**Records for the task**.
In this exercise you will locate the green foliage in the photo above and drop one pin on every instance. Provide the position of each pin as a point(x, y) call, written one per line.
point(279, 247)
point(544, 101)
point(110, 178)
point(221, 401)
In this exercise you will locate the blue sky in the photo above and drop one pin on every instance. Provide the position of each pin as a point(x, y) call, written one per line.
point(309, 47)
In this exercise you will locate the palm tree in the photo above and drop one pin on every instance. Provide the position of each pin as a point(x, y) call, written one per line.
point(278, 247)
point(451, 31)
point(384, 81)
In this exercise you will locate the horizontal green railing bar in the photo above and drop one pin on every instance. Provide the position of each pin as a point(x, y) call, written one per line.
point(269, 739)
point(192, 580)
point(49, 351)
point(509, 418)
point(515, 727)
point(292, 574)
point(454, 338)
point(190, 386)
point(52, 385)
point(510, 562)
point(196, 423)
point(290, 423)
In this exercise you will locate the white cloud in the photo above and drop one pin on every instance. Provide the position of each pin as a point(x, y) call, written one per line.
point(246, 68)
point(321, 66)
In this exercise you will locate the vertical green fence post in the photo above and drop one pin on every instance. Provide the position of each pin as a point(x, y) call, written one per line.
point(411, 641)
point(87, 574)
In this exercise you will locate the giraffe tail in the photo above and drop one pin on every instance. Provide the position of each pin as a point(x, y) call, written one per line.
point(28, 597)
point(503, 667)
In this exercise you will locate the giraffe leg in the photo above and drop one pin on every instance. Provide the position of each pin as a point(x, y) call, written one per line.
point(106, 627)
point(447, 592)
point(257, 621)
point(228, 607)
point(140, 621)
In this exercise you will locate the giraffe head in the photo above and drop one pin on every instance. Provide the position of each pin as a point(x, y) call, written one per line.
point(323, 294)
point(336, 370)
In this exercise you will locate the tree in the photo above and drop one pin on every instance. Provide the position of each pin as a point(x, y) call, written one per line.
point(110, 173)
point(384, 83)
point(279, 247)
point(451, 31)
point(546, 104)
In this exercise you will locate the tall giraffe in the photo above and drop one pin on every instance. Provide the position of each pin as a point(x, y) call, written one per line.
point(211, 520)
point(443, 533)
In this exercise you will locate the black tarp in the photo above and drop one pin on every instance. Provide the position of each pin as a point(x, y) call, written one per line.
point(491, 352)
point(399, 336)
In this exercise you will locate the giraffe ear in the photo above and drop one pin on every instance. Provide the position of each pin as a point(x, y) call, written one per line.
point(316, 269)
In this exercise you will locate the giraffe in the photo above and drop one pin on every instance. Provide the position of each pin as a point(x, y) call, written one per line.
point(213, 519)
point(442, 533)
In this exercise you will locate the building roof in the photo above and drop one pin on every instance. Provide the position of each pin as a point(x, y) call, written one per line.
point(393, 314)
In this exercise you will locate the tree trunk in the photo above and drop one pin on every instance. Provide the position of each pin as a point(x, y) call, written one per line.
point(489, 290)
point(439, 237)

**Exercise goal**. Give back all the records exactly as they stand.

**Exercise result**.
In this exercise you will locate the green foliage in the photo above and drop one pin on every instance. Provide the position of each pin as a point(x, y) call, written one per line.
point(279, 247)
point(544, 101)
point(110, 178)
point(221, 401)
In this exercise you will locate the blue sky in the photo above and drop one pin on every instance. Provide the position of each pin as a point(x, y) call, written one per line.
point(309, 47)
In this exercise you will locate the palm tree in the photo above and drop one pin on every instance. Provide the position of each pin as a point(x, y) call, written one per line.
point(278, 247)
point(451, 31)
point(384, 81)
In this exercise you will locate the horizontal green railing bar in the photo above and drop one pin on every instance. Provide the position of each pin as a point(x, y) call, written one per line.
point(269, 739)
point(192, 580)
point(49, 351)
point(509, 418)
point(515, 727)
point(292, 574)
point(454, 338)
point(190, 386)
point(52, 385)
point(510, 562)
point(196, 423)
point(290, 423)
In this exercise you will locate the white cloud in the photo above and drop one pin on every instance. Provide the position of each pin as a point(x, y) call, written one per line.
point(246, 68)
point(321, 66)
In this exercise you will locate the vertical green fence post in the photo above and drop one pin on every instance. Provide the position of each pin as a point(x, y) call, written one per line.
point(411, 641)
point(87, 574)
In this exercise you will locate the giraffe tail in the photo above and drop one pin on every instance. Provide the position of each pin as a point(x, y) call, written one per line.
point(28, 597)
point(503, 667)
In this exercise you will locate the giraffe leg in the photo above and drop one pin on every instance. Provide the position of each pin as a point(x, y) call, written one per line.
point(106, 627)
point(447, 592)
point(257, 621)
point(228, 607)
point(140, 621)
In this exercise you will locate the giraffe head in the photo above and drop one pin on every instance. Provide the position of each pin as a point(x, y) call, written one per line.
point(323, 294)
point(336, 370)
In this exercise you will locate the tree in the photo above and drop one pin on every instance. Provide the position of each pin as a point(x, y) call, written one per line.
point(110, 173)
point(384, 83)
point(279, 247)
point(451, 31)
point(546, 104)
In this exercise you will locate the tall giraffe in the photo above and drop one pin on every instance. Provide the position of each pin as a point(x, y) call, written one per line.
point(211, 520)
point(443, 533)
In this exercise you will locate the black tarp in the photo above and drop one pin on every instance. Provide the position of each pin as a point(x, y) call, written one per line.
point(491, 352)
point(399, 336)
In this exercise you will locate the giraffe ear in the photo above and drop one pin on every instance. Provide the position of each pin as a point(x, y) call, written one per line.
point(316, 269)
In this exercise you will locate the giraffe in the photo above and drop one pin on every instance. Provide the position of each pin as a point(x, y) call, written one per line.
point(213, 519)
point(442, 533)
In this exercise you will locate the building roof in the photo above and drop one pin on every instance. Provide the position of each pin as a point(x, y) call, written one per line.
point(393, 314)
In this exercise you will locate the tree trunk in the photo above and drop one pin on every instance. Provide the position of each pin as a point(x, y) call, written one per line.
point(489, 290)
point(439, 237)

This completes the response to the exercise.